Assignment » Give as output the line that contains "Place a point on every instance of the dirt trail", followed by every remaining line of the entries, unchanged and with nothing added.

[Region pointing data]
=====
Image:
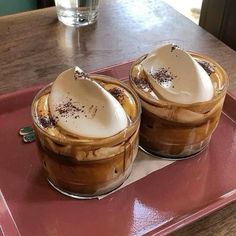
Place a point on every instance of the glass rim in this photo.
(165, 103)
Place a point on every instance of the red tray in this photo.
(159, 203)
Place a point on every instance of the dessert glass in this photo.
(174, 130)
(86, 168)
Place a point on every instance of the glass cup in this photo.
(77, 12)
(82, 167)
(173, 130)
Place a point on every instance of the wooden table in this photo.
(35, 48)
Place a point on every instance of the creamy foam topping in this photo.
(174, 75)
(82, 107)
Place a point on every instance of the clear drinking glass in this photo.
(85, 167)
(77, 12)
(174, 130)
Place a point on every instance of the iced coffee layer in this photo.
(61, 142)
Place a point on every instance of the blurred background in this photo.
(216, 16)
(189, 8)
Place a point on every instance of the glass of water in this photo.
(77, 12)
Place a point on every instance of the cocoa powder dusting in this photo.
(207, 67)
(70, 109)
(48, 121)
(163, 77)
(142, 83)
(117, 93)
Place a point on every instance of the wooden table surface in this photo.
(35, 48)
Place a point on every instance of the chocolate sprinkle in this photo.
(163, 77)
(142, 83)
(174, 46)
(207, 67)
(117, 93)
(48, 121)
(69, 109)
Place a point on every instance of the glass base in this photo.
(91, 196)
(173, 158)
(78, 20)
(69, 194)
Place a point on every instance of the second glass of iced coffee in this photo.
(180, 110)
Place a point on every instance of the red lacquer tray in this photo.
(159, 203)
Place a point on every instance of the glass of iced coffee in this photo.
(87, 133)
(182, 95)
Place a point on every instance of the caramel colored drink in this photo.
(174, 130)
(81, 166)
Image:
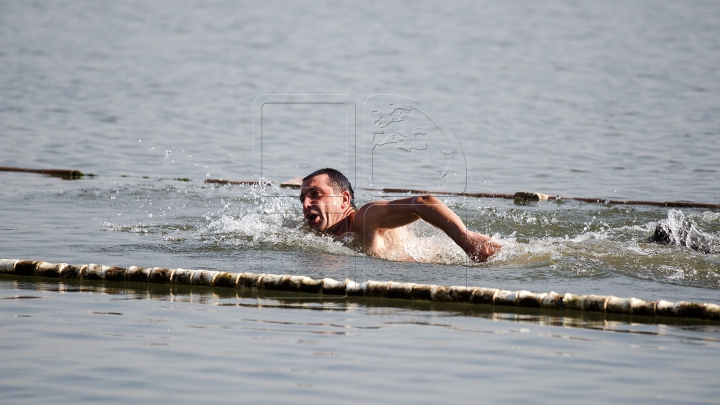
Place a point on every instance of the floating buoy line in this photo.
(370, 288)
(520, 197)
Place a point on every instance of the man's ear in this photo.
(346, 200)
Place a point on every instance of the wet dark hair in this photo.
(338, 182)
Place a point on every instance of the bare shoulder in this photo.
(380, 215)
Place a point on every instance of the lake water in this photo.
(572, 99)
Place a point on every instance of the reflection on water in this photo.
(155, 339)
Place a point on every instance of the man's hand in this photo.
(480, 247)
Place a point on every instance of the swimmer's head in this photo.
(337, 181)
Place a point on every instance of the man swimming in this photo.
(328, 204)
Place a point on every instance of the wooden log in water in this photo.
(382, 289)
(62, 173)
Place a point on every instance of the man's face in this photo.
(321, 206)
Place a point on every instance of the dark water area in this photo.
(612, 100)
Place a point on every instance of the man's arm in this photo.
(379, 215)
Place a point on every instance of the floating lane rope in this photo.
(385, 289)
(520, 197)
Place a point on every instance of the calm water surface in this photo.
(572, 99)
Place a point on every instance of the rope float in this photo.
(520, 197)
(385, 289)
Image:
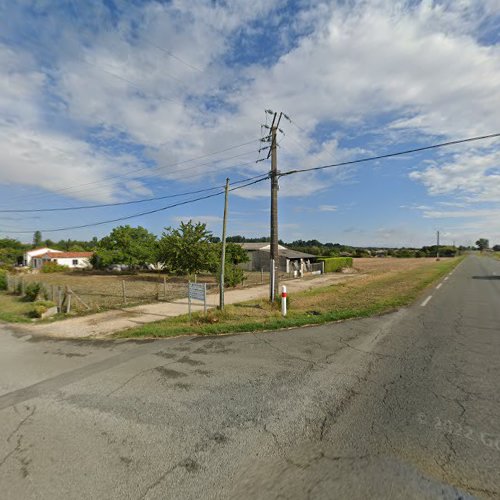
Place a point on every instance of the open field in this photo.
(13, 309)
(388, 285)
(101, 291)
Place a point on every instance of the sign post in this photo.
(197, 291)
(283, 300)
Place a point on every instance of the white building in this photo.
(28, 256)
(73, 260)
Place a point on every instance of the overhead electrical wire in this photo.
(390, 155)
(149, 170)
(149, 212)
(132, 202)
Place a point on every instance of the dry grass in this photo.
(390, 285)
(100, 291)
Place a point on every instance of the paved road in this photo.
(406, 405)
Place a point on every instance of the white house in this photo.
(28, 256)
(73, 260)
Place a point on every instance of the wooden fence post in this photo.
(68, 299)
(59, 299)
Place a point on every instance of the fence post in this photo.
(283, 300)
(59, 299)
(68, 299)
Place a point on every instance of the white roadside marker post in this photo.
(283, 300)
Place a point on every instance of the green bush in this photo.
(53, 267)
(39, 308)
(3, 280)
(335, 264)
(233, 275)
(31, 291)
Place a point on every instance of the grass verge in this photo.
(14, 310)
(371, 295)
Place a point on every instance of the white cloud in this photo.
(472, 175)
(421, 63)
(461, 214)
(207, 219)
(327, 208)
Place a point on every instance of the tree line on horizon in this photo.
(192, 248)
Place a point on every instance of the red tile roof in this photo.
(65, 255)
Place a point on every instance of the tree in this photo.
(482, 244)
(187, 250)
(132, 246)
(37, 239)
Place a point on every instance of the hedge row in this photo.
(334, 264)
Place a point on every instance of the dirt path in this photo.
(106, 323)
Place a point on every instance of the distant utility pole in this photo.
(274, 264)
(223, 258)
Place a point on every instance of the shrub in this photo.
(233, 275)
(3, 280)
(53, 267)
(31, 291)
(39, 308)
(335, 264)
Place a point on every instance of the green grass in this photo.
(13, 309)
(370, 296)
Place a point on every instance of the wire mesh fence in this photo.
(98, 292)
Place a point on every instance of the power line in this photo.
(171, 54)
(103, 205)
(149, 212)
(149, 170)
(390, 155)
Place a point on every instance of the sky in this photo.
(118, 101)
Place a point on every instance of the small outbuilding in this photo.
(289, 260)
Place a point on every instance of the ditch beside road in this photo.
(109, 322)
(403, 405)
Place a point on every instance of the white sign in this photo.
(197, 291)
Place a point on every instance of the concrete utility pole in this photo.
(274, 254)
(223, 258)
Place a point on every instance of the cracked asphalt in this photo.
(406, 405)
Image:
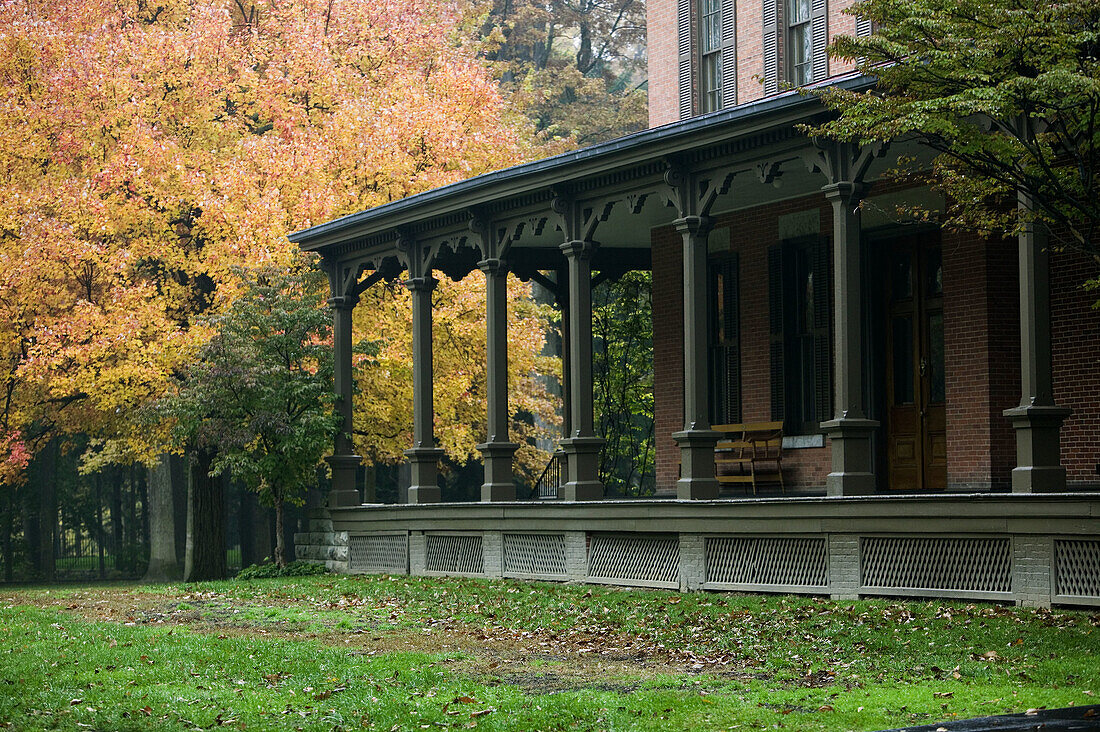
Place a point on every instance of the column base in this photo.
(853, 472)
(582, 457)
(1038, 450)
(696, 465)
(343, 491)
(425, 483)
(499, 482)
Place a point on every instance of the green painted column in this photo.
(582, 447)
(424, 455)
(343, 462)
(849, 429)
(497, 450)
(1037, 421)
(697, 440)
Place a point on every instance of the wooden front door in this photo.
(916, 435)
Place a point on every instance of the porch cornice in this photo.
(637, 149)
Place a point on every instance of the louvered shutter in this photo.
(728, 54)
(864, 28)
(776, 329)
(685, 46)
(771, 54)
(823, 342)
(818, 29)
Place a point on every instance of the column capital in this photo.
(493, 266)
(343, 302)
(579, 249)
(844, 190)
(421, 284)
(695, 226)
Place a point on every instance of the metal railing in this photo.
(548, 483)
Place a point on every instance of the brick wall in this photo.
(663, 61)
(661, 46)
(757, 229)
(981, 345)
(1076, 345)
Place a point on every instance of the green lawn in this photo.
(394, 653)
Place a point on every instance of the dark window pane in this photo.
(901, 275)
(903, 359)
(934, 269)
(937, 392)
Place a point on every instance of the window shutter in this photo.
(864, 28)
(728, 54)
(823, 342)
(776, 328)
(771, 55)
(818, 29)
(686, 45)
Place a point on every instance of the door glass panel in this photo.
(903, 359)
(934, 270)
(937, 391)
(901, 275)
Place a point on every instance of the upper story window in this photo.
(710, 54)
(800, 42)
(707, 56)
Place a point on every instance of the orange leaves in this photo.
(150, 150)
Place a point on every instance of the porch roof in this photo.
(571, 167)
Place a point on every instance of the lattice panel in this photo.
(1078, 567)
(791, 561)
(974, 565)
(378, 554)
(459, 555)
(651, 560)
(535, 554)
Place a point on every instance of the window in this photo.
(801, 348)
(710, 53)
(794, 37)
(800, 42)
(725, 340)
(707, 58)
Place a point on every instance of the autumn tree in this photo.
(383, 368)
(1007, 93)
(152, 149)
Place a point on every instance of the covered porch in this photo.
(833, 331)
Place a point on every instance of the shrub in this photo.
(293, 569)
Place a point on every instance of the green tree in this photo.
(575, 68)
(623, 381)
(257, 401)
(1005, 91)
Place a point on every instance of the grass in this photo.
(341, 653)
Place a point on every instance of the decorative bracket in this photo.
(693, 195)
(843, 162)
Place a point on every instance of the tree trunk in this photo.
(47, 512)
(9, 555)
(180, 479)
(206, 523)
(100, 534)
(163, 566)
(117, 515)
(279, 557)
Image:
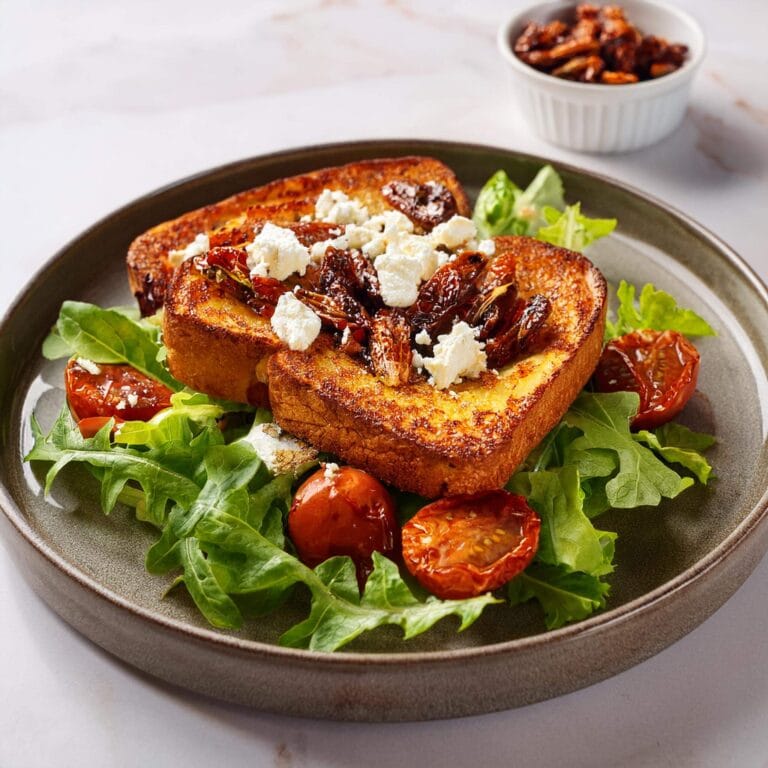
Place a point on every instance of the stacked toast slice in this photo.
(431, 441)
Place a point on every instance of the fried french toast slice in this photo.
(435, 442)
(283, 202)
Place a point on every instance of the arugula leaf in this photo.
(545, 191)
(502, 208)
(677, 444)
(164, 473)
(494, 212)
(571, 229)
(172, 423)
(565, 596)
(604, 420)
(656, 310)
(107, 336)
(338, 614)
(206, 592)
(567, 536)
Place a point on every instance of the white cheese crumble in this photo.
(457, 355)
(399, 277)
(281, 453)
(335, 207)
(487, 247)
(276, 252)
(330, 470)
(200, 245)
(455, 232)
(295, 324)
(88, 365)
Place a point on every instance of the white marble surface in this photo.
(103, 101)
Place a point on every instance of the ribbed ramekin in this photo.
(605, 118)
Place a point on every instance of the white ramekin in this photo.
(605, 118)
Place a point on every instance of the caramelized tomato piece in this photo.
(661, 366)
(346, 512)
(116, 390)
(92, 424)
(463, 546)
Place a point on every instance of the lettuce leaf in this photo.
(108, 336)
(565, 596)
(224, 530)
(503, 208)
(165, 474)
(567, 536)
(677, 444)
(571, 229)
(656, 310)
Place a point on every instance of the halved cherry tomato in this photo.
(342, 512)
(92, 424)
(661, 366)
(116, 390)
(463, 546)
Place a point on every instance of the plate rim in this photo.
(602, 621)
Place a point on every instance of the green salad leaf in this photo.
(589, 463)
(165, 474)
(564, 595)
(571, 229)
(656, 310)
(108, 336)
(221, 516)
(503, 208)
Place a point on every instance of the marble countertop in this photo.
(102, 102)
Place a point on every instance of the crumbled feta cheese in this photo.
(457, 355)
(282, 454)
(488, 247)
(295, 323)
(335, 207)
(330, 470)
(399, 277)
(200, 245)
(276, 252)
(454, 233)
(88, 365)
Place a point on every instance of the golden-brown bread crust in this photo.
(283, 201)
(428, 441)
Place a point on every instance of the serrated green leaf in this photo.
(655, 310)
(108, 336)
(571, 229)
(642, 479)
(565, 596)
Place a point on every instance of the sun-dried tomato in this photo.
(424, 204)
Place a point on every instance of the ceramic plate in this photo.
(676, 563)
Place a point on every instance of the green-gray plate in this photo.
(676, 563)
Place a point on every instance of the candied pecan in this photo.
(526, 320)
(389, 347)
(447, 294)
(585, 68)
(339, 312)
(618, 78)
(424, 204)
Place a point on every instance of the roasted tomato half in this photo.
(342, 511)
(118, 391)
(661, 366)
(463, 546)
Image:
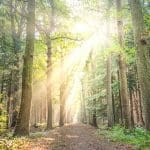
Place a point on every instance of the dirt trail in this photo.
(74, 137)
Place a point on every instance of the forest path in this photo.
(74, 137)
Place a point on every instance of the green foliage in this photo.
(137, 136)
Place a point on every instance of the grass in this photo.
(137, 136)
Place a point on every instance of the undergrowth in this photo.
(137, 136)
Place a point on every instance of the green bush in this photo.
(137, 136)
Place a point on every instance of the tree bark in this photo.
(122, 68)
(22, 126)
(49, 89)
(142, 43)
(110, 113)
=====
Task answer »
Place a point on every instance of the dirt trail in this photo.
(74, 137)
Place a point on every instance of the forest path in this photo.
(74, 137)
Place a point on every instance of the green foliage in this photo.
(137, 136)
Place a point on every instance of the grass in this photo.
(137, 136)
Place a point on every instance of the undergrowth in this photo.
(137, 136)
Place a point on every instance of the green bush in this photo.
(137, 136)
Place a point on every instance of the tree bark in this photo.
(122, 68)
(22, 126)
(49, 89)
(142, 43)
(110, 113)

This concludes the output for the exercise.